Reproduce word for word the items below, from the line containing "Question: A user says they want the bare arm." through the last line of the items, leaving the pictures out of your answer.

● ● ● ● ●

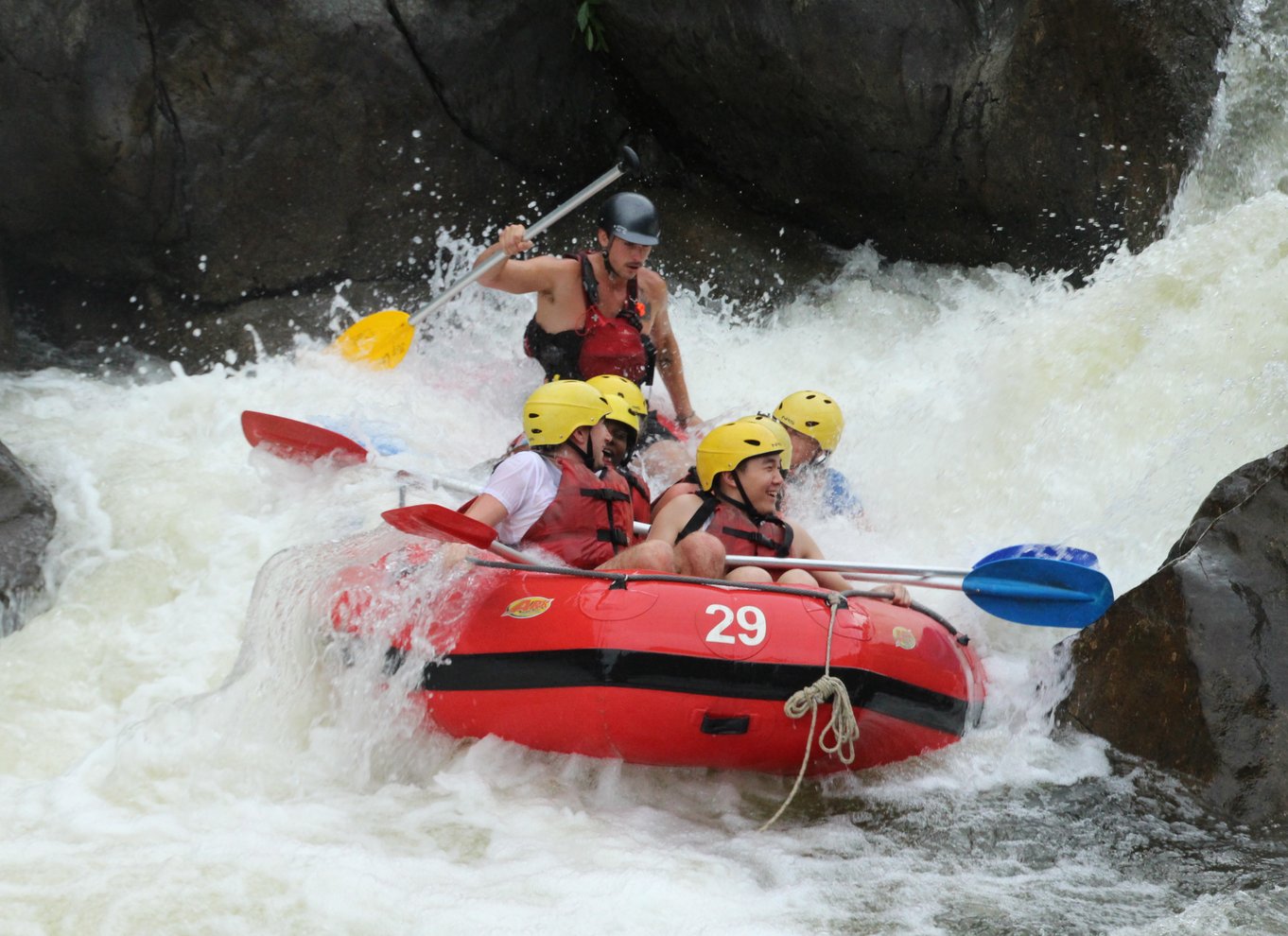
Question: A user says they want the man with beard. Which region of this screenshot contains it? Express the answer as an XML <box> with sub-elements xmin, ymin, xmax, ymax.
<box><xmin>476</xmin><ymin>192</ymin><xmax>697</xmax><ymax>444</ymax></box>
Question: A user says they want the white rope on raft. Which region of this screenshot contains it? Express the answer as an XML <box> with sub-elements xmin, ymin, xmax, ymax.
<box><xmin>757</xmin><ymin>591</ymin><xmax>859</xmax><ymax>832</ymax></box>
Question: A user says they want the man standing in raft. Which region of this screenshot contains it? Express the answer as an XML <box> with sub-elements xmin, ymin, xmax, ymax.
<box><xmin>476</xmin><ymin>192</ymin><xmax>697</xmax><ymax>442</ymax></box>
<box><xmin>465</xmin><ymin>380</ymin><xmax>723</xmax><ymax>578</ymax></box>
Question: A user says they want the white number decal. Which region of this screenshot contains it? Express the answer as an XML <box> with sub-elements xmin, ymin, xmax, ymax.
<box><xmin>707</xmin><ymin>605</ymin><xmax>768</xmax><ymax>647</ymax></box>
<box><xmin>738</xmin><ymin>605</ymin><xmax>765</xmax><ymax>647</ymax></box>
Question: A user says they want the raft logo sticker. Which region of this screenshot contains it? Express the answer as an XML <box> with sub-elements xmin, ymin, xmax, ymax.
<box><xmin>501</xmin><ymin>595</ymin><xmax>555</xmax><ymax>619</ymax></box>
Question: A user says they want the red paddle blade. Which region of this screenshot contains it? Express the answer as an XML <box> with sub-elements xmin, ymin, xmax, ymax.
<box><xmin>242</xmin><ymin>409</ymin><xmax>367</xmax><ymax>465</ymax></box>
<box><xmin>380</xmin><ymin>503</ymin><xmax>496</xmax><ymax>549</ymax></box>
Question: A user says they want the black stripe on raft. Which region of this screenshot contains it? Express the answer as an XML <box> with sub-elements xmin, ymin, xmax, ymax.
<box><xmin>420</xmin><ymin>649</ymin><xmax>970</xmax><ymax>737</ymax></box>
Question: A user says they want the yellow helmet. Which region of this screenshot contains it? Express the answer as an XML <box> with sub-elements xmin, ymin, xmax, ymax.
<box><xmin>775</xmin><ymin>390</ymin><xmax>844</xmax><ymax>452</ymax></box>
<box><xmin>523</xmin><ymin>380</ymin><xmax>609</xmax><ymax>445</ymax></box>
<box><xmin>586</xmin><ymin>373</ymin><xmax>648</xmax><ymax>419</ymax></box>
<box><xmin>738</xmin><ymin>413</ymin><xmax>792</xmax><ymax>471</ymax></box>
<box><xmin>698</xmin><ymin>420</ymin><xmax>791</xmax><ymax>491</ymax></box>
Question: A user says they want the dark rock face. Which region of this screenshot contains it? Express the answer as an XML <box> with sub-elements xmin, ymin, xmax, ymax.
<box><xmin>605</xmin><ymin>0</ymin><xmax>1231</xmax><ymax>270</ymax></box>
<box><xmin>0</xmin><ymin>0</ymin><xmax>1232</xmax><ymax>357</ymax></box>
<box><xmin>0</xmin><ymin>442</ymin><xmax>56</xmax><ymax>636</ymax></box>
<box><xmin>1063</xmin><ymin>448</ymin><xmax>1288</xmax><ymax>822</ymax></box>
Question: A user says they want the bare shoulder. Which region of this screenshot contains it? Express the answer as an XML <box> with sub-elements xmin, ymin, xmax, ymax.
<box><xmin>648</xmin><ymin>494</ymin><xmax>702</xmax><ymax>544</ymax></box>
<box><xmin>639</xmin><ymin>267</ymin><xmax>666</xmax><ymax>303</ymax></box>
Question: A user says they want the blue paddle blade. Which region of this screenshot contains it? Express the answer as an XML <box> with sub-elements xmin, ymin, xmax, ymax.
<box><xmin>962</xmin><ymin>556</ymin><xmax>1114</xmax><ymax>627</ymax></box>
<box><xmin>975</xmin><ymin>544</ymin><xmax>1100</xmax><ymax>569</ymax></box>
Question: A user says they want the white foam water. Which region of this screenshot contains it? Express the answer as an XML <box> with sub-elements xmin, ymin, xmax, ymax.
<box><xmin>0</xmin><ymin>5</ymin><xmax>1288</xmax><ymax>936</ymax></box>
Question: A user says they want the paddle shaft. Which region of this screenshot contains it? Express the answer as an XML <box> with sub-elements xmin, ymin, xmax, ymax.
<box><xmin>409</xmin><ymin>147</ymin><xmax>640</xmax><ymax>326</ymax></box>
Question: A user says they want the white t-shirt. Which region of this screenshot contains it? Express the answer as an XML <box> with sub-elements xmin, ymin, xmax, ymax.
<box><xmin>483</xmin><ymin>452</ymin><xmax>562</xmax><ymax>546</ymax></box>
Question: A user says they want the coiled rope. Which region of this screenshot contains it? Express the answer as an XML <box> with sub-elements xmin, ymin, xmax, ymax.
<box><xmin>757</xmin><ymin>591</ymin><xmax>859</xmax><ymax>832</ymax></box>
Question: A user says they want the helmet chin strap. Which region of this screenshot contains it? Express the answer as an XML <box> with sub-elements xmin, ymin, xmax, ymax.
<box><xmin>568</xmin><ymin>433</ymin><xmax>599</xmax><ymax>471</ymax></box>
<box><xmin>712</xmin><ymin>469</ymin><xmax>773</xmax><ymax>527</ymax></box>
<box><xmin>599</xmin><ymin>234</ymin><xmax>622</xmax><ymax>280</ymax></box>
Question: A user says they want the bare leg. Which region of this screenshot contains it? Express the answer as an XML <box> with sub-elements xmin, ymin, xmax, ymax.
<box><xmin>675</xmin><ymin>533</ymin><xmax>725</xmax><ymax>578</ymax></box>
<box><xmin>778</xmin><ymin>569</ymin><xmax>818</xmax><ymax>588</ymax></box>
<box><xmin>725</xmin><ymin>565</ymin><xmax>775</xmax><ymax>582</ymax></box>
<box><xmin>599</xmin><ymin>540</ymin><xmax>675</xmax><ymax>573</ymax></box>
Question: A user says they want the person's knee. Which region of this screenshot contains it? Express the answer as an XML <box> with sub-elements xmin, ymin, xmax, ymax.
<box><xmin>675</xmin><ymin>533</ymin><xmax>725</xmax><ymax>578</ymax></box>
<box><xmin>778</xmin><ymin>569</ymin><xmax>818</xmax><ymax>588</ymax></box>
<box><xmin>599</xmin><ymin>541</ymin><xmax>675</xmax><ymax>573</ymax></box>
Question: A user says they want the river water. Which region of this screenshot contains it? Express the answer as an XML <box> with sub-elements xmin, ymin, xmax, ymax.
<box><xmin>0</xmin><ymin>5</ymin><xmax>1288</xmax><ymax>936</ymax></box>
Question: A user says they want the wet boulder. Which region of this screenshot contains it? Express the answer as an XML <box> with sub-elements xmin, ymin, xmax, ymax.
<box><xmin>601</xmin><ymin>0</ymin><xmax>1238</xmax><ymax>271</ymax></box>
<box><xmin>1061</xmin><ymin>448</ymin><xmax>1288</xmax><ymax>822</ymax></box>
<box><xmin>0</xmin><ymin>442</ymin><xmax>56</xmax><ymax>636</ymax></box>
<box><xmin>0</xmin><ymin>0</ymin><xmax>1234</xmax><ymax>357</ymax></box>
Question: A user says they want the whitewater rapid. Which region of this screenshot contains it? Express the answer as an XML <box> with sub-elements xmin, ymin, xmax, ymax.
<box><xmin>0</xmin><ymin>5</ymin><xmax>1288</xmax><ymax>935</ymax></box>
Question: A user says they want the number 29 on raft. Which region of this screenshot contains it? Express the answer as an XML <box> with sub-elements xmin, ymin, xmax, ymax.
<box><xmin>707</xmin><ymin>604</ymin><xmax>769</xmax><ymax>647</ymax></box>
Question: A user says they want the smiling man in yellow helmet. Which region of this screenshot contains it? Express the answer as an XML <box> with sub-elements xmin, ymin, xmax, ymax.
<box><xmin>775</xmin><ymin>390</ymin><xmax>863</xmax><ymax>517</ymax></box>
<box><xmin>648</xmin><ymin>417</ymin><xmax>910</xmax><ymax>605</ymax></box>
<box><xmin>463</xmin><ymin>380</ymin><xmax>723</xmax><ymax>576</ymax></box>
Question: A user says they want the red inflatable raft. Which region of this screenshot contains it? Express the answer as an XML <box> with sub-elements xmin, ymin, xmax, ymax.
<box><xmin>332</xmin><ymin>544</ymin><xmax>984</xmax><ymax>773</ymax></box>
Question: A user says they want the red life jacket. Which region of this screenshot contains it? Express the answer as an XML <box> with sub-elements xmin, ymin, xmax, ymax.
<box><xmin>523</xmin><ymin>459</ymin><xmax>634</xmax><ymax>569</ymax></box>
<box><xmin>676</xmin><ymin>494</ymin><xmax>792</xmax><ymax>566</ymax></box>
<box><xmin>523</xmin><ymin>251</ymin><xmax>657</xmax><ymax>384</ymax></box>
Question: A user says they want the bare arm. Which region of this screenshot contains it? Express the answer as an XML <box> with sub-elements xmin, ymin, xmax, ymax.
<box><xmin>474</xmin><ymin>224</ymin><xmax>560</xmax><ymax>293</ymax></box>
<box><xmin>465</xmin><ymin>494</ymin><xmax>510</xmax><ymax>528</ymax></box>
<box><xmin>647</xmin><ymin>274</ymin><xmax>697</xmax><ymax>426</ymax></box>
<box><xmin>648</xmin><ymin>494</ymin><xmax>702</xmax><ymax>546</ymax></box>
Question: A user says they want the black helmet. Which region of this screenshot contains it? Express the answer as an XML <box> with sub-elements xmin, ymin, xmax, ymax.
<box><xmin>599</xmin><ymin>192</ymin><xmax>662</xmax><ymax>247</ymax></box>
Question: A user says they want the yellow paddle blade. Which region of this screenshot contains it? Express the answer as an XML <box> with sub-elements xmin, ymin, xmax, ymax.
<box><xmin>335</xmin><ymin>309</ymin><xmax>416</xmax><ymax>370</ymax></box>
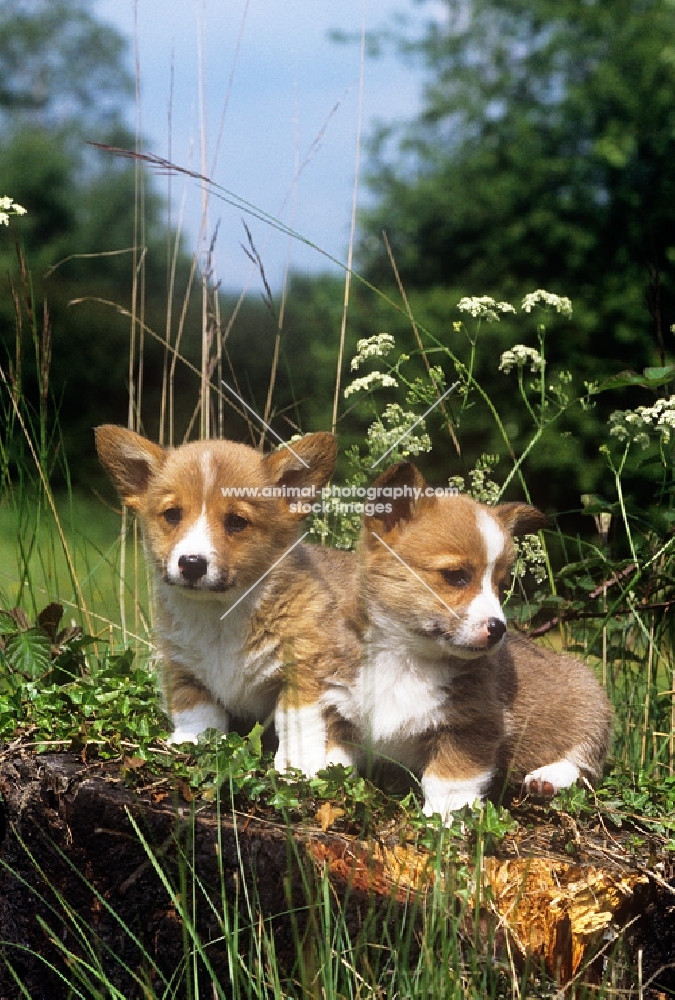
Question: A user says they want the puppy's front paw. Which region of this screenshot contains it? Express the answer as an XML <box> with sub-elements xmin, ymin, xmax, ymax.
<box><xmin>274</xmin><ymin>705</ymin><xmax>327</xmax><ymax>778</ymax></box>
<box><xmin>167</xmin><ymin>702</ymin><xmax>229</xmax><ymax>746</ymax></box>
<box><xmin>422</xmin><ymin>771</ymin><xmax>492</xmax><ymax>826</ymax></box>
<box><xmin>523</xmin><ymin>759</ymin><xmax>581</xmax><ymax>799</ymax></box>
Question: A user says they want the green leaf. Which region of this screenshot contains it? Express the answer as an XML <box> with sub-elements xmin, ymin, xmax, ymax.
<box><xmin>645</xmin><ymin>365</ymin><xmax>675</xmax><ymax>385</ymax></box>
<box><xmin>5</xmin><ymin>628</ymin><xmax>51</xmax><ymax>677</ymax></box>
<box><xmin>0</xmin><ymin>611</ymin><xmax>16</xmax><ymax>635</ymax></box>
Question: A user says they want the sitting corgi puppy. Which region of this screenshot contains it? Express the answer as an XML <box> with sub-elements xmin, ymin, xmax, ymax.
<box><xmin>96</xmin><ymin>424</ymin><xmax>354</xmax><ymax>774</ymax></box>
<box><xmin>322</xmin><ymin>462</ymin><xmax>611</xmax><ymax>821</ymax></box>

● ● ● ● ●

§ SOLUTION
Question: A user says they want the bare arm. Which region of this screenshot contains it? Express the answer as an XML <box> with sub-elements xmin, ymin, xmax, ymax.
<box><xmin>474</xmin><ymin>224</ymin><xmax>560</xmax><ymax>293</ymax></box>
<box><xmin>465</xmin><ymin>494</ymin><xmax>510</xmax><ymax>528</ymax></box>
<box><xmin>647</xmin><ymin>274</ymin><xmax>697</xmax><ymax>426</ymax></box>
<box><xmin>648</xmin><ymin>494</ymin><xmax>702</xmax><ymax>546</ymax></box>
Question: A user says they want the black helmet. Which region of this screenshot contains it? Express the answer as an XML <box> with sub-elements xmin, ymin, xmax, ymax.
<box><xmin>599</xmin><ymin>192</ymin><xmax>662</xmax><ymax>247</ymax></box>
Question: A user says they want the yellow paddle blade. Which region of this screenshot contains it? Express the answer as an XML <box> with sub-elements xmin, ymin, xmax, ymax.
<box><xmin>335</xmin><ymin>309</ymin><xmax>416</xmax><ymax>370</ymax></box>
Question: A user says they want the puppy's front paw. Which region of this screenshot contains it? Express the answer as an XML <box> with sub-elements xmin, ymin, xmax, ymax.
<box><xmin>274</xmin><ymin>705</ymin><xmax>327</xmax><ymax>778</ymax></box>
<box><xmin>167</xmin><ymin>702</ymin><xmax>229</xmax><ymax>746</ymax></box>
<box><xmin>422</xmin><ymin>771</ymin><xmax>492</xmax><ymax>826</ymax></box>
<box><xmin>523</xmin><ymin>759</ymin><xmax>581</xmax><ymax>799</ymax></box>
Question: A user says they want the green leaf. Which region of this screenshot contains it? Express the answer as an XML <box> with sub-elements xmin, ymin, xmax, ymax.
<box><xmin>645</xmin><ymin>365</ymin><xmax>675</xmax><ymax>385</ymax></box>
<box><xmin>5</xmin><ymin>628</ymin><xmax>51</xmax><ymax>677</ymax></box>
<box><xmin>0</xmin><ymin>611</ymin><xmax>16</xmax><ymax>635</ymax></box>
Question: A user says they want the sitting corgi puppy. Which region of this screenshot contains it? Express the answer as an XML <box> with sub-elements xmin, ymin, xmax, ymax.
<box><xmin>96</xmin><ymin>424</ymin><xmax>354</xmax><ymax>774</ymax></box>
<box><xmin>322</xmin><ymin>462</ymin><xmax>611</xmax><ymax>821</ymax></box>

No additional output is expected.